## Written request 1:
List every geographic place name that appears in the post about the Jewish Messiah that follows.

When Messiah comes, will He speak Yiddish?

Editor’s note: This post originally appeared on David’s Tent, a ministry of Israeli believers Avner and Rachel Boskey. The Boskey’s have ministered at Tabernacle of David, and we consider them trustworthy and Biblically sound.

Right after Israel’s First Gulf War in 1991 our family moved to California for a brief season. Our two oldest kids attended a mostly Black Lutheran primary school in Long Beach. Our sons would bring home Bible-themed drawings from school that they had made. I immediately noticed that the Jesus they drew was Black.

That experience was instructive for me. Every ethnic group develops ways of looking at the Scriptures (and traditions of interpretation and expectation) that may not always exactly reflect Bible days or Bible ways. The blond Jesus on the stained glass windows of the school’s chapel was not an accurate representation of Yeshua’s Middle Eastern context, just as much as the Black Jesus of my kid’s crayon drawings.

So let’s ask the following questions: can we recover a true picture of the Jewish Messiah? Do our eschatological hopes accurately reflect the vision of the Scriptures and the prophetic promises made to the Patriarchs?

## Record excerpts:
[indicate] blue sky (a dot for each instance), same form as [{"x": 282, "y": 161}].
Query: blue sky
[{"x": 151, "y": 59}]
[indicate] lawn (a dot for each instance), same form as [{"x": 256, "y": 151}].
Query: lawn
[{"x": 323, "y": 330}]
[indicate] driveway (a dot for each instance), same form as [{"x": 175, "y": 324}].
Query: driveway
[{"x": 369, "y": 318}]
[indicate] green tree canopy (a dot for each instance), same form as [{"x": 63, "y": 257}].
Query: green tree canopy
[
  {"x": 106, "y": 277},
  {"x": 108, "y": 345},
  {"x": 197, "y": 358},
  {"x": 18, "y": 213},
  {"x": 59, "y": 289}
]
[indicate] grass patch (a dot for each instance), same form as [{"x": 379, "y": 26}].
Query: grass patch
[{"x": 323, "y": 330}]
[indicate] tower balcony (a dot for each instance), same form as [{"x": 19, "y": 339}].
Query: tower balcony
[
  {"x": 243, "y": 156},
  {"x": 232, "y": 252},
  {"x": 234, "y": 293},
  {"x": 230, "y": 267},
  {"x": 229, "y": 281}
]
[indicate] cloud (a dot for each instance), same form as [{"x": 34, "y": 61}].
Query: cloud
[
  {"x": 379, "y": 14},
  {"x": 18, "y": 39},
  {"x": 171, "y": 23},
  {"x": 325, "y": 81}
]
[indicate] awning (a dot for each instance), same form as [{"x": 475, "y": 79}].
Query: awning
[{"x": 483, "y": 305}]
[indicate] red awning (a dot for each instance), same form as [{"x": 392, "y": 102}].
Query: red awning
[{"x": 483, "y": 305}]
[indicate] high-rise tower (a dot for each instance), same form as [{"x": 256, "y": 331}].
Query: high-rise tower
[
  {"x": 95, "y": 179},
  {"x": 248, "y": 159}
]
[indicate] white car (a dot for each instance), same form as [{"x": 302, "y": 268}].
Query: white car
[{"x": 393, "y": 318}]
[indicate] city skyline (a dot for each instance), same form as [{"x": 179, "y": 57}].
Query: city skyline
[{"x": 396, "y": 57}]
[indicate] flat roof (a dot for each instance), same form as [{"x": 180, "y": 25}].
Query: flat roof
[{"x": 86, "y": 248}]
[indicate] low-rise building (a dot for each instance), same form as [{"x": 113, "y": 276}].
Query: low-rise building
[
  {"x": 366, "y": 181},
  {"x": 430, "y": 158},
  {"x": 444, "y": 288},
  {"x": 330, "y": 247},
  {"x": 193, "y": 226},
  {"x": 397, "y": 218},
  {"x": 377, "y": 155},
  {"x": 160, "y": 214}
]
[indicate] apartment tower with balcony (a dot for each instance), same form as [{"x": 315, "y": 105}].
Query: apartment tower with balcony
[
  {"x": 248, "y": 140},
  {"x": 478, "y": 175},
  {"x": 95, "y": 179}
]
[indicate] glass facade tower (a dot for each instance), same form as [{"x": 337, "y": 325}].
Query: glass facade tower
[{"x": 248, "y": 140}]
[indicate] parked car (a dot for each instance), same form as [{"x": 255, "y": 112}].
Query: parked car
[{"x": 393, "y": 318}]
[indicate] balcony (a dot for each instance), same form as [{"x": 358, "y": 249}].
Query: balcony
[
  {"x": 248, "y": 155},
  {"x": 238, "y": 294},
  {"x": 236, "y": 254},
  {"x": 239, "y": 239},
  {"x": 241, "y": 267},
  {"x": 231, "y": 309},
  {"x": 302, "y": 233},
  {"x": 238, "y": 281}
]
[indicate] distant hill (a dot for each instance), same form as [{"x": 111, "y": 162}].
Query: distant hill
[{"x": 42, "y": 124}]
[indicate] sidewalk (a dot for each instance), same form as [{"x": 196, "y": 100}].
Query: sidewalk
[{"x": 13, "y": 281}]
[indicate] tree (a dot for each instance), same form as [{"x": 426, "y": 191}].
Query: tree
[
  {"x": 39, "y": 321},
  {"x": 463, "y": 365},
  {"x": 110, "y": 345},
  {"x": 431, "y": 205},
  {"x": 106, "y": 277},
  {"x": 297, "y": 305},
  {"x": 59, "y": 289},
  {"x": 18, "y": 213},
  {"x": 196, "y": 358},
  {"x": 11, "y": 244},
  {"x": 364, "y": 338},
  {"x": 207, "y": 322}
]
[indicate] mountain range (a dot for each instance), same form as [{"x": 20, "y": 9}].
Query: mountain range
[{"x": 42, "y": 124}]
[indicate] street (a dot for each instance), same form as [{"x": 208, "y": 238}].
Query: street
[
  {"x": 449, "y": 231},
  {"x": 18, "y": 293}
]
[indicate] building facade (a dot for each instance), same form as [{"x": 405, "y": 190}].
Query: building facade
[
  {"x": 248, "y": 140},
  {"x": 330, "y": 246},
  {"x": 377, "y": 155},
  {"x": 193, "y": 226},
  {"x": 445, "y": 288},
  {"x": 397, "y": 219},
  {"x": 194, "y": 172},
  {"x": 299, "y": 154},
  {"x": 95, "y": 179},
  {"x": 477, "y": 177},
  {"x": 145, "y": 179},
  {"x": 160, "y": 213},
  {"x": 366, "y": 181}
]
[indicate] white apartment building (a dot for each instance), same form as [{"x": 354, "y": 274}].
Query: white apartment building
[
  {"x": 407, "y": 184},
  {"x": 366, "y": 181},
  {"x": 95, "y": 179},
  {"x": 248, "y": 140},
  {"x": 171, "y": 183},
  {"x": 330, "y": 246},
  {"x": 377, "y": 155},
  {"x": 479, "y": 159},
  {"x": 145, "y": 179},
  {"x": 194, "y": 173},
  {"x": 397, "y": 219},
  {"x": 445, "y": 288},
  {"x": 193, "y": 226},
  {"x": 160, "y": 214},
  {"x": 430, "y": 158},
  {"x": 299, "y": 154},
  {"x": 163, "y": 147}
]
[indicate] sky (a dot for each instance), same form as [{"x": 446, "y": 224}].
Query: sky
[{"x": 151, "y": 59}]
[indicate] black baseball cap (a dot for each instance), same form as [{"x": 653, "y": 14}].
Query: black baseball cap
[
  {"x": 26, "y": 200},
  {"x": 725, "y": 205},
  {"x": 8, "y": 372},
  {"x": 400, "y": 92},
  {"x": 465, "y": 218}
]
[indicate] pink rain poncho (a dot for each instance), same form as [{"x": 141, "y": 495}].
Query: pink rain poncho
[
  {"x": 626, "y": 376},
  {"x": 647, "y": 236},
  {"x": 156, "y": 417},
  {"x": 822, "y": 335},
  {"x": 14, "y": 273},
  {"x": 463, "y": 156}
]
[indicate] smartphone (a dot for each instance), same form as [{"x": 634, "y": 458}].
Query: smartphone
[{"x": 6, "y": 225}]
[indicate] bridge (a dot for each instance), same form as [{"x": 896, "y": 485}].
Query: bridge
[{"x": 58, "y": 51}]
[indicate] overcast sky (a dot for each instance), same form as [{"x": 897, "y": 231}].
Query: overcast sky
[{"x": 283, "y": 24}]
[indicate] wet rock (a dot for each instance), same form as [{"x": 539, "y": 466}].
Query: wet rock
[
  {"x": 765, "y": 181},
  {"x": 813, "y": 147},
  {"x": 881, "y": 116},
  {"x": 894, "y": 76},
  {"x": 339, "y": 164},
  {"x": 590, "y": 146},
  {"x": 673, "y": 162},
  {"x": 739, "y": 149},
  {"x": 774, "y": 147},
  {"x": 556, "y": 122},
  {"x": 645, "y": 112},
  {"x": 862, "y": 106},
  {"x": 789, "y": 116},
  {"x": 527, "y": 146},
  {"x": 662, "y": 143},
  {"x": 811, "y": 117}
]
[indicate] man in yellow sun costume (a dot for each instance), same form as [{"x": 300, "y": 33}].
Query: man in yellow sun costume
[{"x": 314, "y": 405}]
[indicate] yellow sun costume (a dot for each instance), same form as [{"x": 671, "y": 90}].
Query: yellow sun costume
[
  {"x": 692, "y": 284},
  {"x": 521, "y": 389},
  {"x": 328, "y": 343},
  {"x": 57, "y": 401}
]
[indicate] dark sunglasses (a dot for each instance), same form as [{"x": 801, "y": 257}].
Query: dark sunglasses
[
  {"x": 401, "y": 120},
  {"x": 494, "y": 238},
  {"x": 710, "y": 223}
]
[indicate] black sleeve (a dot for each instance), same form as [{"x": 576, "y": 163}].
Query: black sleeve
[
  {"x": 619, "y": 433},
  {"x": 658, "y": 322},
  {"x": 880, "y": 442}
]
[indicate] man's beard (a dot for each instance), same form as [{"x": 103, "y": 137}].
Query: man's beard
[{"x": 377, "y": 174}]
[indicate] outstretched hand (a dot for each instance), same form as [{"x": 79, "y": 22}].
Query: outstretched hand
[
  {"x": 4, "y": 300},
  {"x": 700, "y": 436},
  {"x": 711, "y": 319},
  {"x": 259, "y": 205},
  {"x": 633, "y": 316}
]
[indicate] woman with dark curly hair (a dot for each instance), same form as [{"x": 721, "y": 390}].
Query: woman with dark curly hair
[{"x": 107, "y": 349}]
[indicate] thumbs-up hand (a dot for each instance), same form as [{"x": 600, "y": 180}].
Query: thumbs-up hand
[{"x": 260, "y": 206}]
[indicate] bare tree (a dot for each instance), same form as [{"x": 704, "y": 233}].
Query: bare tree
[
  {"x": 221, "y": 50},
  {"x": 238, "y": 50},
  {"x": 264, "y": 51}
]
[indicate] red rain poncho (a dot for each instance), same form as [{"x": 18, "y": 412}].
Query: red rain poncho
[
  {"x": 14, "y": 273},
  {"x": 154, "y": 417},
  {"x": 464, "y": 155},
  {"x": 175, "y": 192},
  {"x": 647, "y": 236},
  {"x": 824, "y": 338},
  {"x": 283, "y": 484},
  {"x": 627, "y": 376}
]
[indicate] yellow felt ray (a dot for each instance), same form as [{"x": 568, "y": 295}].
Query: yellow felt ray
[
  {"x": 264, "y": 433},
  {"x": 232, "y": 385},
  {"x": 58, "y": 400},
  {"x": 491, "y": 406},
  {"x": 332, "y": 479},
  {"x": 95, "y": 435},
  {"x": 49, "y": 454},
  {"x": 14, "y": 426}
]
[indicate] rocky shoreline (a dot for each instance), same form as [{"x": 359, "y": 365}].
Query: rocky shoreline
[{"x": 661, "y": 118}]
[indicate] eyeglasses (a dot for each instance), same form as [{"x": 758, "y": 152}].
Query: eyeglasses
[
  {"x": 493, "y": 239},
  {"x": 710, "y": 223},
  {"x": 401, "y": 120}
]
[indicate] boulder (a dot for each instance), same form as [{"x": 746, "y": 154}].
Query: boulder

## Written request 2:
How many lines of the records above contain the word "costume"? Give only the number.

## Correct output 1:
Israel, California, Long Beach

## Correct output 2:
4